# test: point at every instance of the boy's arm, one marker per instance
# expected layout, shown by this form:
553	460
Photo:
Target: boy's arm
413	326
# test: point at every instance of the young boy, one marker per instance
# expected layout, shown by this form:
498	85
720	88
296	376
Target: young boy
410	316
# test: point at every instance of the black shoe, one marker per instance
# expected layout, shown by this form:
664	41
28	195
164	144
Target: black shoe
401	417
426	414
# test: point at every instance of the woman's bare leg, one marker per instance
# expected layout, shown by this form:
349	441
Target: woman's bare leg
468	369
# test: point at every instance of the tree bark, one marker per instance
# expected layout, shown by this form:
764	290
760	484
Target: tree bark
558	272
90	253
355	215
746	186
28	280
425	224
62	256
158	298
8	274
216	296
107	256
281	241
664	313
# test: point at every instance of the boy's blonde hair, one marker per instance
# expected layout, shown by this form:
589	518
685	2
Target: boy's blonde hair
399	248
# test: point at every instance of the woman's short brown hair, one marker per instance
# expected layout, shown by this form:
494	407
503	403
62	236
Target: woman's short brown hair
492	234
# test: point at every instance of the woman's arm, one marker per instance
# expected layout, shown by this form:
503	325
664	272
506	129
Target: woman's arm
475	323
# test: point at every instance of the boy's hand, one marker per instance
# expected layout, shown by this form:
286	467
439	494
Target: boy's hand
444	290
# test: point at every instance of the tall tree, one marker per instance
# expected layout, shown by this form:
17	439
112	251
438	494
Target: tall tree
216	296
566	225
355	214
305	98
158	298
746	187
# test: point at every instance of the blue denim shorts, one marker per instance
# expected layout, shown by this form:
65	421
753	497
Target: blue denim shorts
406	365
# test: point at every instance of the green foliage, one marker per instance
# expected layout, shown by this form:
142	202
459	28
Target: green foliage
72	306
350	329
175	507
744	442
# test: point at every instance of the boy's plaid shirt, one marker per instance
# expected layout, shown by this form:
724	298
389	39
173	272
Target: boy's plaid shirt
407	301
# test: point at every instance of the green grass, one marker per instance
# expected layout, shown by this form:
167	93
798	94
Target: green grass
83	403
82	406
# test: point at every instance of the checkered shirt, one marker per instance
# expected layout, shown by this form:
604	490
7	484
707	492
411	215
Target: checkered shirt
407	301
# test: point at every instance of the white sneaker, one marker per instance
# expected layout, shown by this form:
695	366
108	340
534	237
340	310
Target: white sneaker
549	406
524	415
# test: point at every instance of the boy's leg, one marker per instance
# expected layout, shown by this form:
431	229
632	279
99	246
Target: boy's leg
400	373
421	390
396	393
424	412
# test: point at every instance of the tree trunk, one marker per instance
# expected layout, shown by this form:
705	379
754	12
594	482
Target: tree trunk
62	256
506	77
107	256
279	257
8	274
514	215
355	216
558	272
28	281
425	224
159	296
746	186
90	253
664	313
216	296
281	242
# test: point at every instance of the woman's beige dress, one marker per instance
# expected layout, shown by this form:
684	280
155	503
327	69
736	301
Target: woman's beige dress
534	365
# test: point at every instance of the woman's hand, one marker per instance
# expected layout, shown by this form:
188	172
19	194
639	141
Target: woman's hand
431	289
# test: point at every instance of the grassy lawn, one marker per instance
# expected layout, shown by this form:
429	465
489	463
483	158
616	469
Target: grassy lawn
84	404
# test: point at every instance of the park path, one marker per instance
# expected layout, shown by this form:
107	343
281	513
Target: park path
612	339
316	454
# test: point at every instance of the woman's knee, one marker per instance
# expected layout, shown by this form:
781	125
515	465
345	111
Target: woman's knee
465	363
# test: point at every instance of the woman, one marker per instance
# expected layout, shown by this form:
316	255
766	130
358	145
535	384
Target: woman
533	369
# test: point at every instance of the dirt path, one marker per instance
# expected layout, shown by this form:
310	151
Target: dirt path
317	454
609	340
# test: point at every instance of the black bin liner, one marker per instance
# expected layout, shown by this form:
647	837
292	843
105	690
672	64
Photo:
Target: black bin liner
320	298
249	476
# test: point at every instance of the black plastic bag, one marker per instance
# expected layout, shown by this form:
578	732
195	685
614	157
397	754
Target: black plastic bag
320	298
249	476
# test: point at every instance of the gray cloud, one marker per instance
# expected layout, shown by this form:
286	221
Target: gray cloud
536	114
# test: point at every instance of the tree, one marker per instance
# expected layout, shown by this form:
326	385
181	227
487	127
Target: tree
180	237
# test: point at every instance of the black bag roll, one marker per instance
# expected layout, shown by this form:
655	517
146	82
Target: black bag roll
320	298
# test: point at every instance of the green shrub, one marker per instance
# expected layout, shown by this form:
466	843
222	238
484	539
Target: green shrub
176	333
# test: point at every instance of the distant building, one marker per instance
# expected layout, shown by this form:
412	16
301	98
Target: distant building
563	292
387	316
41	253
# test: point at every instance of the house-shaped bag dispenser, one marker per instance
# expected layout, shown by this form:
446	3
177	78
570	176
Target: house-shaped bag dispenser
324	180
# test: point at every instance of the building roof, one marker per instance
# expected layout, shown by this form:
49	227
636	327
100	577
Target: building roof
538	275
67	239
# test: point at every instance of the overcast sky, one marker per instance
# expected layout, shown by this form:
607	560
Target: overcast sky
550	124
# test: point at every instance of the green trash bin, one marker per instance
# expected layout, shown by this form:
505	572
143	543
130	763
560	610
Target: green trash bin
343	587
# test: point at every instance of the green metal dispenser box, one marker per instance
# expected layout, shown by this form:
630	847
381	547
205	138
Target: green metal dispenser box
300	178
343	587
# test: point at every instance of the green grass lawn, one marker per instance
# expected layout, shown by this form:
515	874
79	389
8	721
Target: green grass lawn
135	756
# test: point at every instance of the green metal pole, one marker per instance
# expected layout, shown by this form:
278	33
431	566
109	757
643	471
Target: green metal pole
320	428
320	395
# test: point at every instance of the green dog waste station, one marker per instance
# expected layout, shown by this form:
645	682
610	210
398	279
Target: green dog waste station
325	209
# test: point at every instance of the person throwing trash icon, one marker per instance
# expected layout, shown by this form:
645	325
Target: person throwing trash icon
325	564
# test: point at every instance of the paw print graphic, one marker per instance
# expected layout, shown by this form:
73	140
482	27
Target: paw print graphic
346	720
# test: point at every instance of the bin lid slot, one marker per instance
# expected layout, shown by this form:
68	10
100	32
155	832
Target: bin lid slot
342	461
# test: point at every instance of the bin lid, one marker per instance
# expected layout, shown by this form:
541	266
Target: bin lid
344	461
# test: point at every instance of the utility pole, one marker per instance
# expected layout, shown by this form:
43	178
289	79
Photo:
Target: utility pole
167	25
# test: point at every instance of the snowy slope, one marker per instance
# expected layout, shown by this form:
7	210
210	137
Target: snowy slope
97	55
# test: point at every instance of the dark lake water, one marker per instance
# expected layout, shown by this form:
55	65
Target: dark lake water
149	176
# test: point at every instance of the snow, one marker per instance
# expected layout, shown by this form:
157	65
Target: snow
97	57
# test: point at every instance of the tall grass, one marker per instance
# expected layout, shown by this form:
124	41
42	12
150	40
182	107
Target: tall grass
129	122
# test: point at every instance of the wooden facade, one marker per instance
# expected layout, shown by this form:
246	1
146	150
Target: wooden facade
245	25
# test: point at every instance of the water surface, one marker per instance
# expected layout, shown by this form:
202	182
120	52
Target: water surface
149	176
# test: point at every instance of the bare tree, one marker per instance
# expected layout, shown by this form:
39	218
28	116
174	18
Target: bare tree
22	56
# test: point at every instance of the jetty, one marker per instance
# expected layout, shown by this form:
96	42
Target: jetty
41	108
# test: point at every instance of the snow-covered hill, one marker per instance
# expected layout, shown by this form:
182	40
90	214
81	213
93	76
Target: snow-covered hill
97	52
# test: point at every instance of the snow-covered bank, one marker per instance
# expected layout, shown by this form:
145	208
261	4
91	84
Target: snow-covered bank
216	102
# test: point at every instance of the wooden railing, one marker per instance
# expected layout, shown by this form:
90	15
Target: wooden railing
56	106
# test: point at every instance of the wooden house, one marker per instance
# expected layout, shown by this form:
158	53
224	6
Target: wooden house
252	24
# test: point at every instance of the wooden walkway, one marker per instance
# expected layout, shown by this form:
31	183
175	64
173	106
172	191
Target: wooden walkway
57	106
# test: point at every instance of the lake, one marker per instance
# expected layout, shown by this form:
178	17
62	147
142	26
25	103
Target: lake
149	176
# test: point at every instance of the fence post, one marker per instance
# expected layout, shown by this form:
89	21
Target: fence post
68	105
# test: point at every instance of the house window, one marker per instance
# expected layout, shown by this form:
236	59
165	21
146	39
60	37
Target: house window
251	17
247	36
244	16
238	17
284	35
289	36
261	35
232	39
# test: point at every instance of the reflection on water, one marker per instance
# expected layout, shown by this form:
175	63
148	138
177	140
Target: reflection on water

- Assignment
Copy each line above holding "reflection".

- Solution for this problem
# test: point at every instance of the reflection on water, one marker per instance
Target: reflection on water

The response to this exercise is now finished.